*TESTO ESTRATTO*
Prima di inoltrarci sull’argomento è necessario premettere che l’attuale regione Umbria occupa il territorio di ben tre regioni dell’epoca augustea: l’Etruria, alla destra del Tevere, l’Umbria, alla sinistra del Tevere, la Sabina settentrionale, alla sinistra del Nera. A sua volta l’antica popolazione degli Umbri era distribuita tra l’Età del Ferro e l’impero romano anche più ad oriente e a nord est rispetto all’Umbria attuale.

[Voci estratte da una raccolta]
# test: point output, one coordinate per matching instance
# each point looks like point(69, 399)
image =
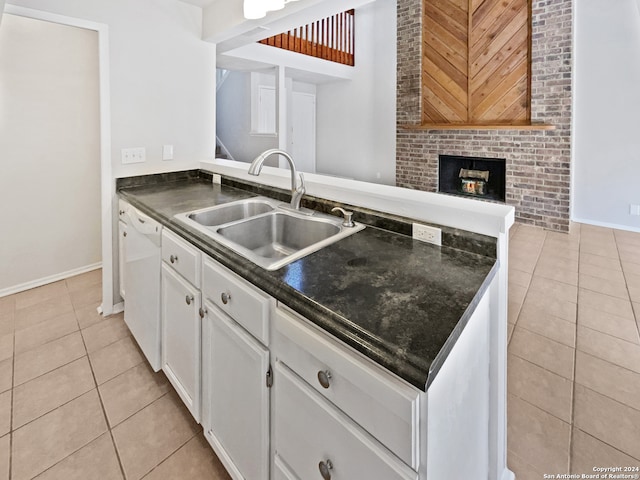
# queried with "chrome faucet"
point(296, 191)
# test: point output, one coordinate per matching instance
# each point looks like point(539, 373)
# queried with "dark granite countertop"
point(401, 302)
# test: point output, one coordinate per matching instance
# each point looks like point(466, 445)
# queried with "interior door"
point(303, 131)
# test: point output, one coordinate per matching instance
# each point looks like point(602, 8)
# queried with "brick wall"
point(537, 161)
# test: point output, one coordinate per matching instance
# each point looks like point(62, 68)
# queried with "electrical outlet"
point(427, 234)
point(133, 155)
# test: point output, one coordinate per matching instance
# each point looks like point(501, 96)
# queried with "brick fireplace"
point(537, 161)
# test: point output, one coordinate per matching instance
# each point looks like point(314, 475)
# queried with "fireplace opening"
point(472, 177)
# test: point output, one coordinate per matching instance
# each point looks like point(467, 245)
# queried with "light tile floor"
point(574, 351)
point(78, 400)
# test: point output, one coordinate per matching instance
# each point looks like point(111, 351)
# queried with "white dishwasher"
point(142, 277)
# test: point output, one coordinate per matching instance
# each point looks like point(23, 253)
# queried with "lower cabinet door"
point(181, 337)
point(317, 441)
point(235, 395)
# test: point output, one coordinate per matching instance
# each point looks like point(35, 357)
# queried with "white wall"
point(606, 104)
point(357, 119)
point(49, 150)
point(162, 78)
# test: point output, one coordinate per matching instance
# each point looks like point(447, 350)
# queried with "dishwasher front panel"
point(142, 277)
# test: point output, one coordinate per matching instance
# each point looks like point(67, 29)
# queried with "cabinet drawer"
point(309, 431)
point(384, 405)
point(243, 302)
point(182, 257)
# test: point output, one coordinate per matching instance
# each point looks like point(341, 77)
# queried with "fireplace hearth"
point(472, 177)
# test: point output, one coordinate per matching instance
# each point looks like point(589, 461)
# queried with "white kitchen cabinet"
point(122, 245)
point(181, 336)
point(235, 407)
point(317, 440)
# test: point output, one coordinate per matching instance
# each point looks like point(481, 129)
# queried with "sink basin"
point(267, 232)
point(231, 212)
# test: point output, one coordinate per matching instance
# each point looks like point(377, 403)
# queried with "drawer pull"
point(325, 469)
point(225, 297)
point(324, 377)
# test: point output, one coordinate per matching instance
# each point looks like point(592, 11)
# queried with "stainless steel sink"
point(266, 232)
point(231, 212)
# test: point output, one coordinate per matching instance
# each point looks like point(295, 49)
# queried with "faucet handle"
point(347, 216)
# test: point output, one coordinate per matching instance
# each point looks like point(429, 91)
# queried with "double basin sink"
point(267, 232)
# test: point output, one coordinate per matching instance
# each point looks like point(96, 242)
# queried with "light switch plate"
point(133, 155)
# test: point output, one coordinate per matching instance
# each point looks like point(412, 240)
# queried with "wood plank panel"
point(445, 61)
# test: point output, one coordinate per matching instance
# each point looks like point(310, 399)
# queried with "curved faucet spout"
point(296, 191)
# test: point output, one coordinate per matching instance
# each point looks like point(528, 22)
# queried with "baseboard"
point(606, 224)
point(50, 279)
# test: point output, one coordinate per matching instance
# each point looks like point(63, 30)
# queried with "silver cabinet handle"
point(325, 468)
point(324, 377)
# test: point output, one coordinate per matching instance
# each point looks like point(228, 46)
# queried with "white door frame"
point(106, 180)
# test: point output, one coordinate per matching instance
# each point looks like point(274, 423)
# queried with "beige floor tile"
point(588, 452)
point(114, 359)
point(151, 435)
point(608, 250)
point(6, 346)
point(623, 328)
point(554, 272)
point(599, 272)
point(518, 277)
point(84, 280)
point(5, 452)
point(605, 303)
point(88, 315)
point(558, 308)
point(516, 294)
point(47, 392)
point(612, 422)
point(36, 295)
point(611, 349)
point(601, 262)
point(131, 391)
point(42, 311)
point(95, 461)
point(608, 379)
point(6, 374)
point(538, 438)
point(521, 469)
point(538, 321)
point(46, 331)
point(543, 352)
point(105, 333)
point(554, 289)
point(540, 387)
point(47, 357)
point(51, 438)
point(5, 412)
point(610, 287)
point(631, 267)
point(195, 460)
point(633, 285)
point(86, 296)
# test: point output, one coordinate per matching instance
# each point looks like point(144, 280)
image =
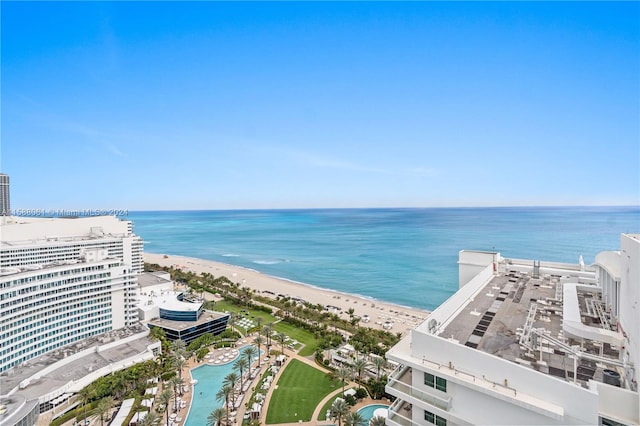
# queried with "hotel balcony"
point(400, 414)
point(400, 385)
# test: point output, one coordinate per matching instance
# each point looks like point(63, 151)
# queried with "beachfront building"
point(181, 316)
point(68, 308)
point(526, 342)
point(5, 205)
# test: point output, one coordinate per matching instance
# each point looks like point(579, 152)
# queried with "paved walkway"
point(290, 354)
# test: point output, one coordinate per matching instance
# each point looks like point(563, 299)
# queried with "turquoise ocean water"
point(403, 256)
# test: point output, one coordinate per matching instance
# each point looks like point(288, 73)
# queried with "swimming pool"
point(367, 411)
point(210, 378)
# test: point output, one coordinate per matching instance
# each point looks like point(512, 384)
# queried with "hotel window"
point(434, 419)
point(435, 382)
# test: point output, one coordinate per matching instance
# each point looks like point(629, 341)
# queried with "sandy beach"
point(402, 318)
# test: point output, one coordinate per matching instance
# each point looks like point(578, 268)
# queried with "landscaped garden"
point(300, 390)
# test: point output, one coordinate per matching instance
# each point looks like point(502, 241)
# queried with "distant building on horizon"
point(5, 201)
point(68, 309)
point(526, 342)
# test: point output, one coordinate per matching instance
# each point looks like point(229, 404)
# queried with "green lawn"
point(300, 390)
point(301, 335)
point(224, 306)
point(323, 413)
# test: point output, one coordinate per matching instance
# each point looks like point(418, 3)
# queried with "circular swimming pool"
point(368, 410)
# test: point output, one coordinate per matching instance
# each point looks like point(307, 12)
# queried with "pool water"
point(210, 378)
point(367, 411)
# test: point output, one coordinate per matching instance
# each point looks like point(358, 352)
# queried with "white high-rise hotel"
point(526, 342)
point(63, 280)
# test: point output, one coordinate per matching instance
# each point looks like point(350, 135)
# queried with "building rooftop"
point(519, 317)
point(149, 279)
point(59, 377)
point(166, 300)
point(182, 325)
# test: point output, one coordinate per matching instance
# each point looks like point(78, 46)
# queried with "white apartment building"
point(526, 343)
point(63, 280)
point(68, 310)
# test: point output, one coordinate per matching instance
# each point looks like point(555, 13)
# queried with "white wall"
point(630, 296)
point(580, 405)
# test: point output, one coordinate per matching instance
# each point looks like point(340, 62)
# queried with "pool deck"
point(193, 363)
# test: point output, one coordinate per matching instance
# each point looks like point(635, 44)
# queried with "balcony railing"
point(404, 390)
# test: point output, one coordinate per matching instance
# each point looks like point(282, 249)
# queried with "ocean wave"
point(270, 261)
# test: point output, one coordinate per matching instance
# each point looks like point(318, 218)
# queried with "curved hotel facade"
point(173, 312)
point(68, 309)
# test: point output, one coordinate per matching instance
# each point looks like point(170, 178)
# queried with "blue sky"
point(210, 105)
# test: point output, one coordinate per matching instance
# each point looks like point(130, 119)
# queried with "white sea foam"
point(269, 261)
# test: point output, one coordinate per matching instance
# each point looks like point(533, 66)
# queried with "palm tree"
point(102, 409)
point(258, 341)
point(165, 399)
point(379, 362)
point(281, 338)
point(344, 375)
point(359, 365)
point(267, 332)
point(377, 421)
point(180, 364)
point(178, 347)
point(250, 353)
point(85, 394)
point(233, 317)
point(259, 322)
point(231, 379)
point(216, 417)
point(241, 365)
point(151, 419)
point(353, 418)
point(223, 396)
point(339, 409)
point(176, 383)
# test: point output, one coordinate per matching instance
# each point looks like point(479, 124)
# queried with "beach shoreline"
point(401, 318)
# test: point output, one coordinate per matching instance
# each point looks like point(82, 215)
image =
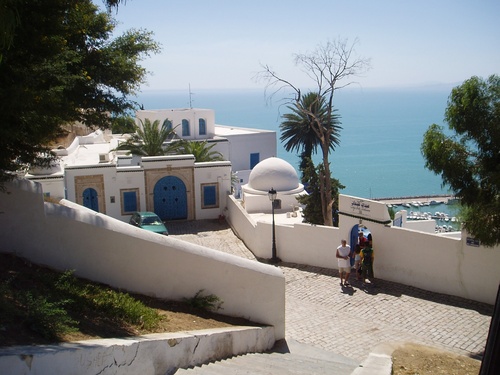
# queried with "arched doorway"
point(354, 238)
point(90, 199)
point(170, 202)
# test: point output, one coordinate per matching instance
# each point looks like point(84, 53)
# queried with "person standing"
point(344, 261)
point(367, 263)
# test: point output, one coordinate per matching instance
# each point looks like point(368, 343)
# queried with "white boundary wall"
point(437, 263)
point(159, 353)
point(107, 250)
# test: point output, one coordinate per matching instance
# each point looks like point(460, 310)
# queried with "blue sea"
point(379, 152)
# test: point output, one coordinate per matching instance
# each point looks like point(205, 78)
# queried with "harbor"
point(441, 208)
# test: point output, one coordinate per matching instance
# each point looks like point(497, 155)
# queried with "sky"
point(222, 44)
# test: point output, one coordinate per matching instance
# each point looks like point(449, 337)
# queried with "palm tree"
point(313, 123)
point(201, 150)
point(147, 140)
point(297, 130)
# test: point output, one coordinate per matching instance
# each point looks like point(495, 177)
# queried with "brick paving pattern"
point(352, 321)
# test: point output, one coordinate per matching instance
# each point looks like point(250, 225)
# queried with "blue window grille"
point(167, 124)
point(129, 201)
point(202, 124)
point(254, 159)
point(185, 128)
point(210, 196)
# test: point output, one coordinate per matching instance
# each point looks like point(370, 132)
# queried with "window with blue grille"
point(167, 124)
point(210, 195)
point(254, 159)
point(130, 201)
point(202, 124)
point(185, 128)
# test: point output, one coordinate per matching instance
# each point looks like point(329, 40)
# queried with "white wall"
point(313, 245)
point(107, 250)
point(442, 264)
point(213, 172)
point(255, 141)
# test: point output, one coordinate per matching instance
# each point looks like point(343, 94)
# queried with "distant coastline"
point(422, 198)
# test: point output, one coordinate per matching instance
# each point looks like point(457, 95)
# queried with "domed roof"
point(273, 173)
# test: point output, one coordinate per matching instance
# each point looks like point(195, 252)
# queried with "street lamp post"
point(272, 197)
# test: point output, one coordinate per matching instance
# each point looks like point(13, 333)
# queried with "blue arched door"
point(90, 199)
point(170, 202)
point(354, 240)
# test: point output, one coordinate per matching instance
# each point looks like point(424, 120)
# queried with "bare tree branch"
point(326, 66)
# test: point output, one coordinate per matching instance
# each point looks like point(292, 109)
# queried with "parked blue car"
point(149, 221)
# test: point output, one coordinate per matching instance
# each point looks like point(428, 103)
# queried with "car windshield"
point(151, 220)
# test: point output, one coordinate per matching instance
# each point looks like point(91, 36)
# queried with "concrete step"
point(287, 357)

*ESERCIZI E COMPITI*
[a] Elenca le regioni di epoca augustea che, secondo il brano sull'Umbria, corrispondono al territorio dell'attuale regione.
[b] Ricopia dal brano sull'Umbria il passo che comincia con le parole "Prima di inoltrarci" e si ferma dopo "rispetto all’Umbria attuale.".
[c] Secondo il brano sull'Umbria, in base a quale criterio si distinguono le tre regioni augustee comprese nell'attuale Umbria?

*RISPOSTE AI COMPITI*
[a] Etruria, Umbria, Sabina settentrionale

[b]
Prima di inoltrarci sull’argomento è necessario premettere che l’attuale regione Umbria occupa il territorio di ben tre regioni dell’epoca augustea: l’Etruria, alla destra del Tevere, l’Umbria, alla sinistra del Tevere, la Sabina settentrionale, alla sinistra del Nera. A sua volta l’antica popolazione degli Umbri era distribuita tra l’Età del Ferro e l’impero romano anche più ad oriente e a nord est rispetto all’Umbria attuale.

[c] Si distinguono in base alla loro posizione rispetto a due fiumi. L'Etruria si trovava alla destra del Tevere e l'Umbria alla sinistra del Tevere. La Sabina settentrionale si trovava invece alla sinistra del Nera.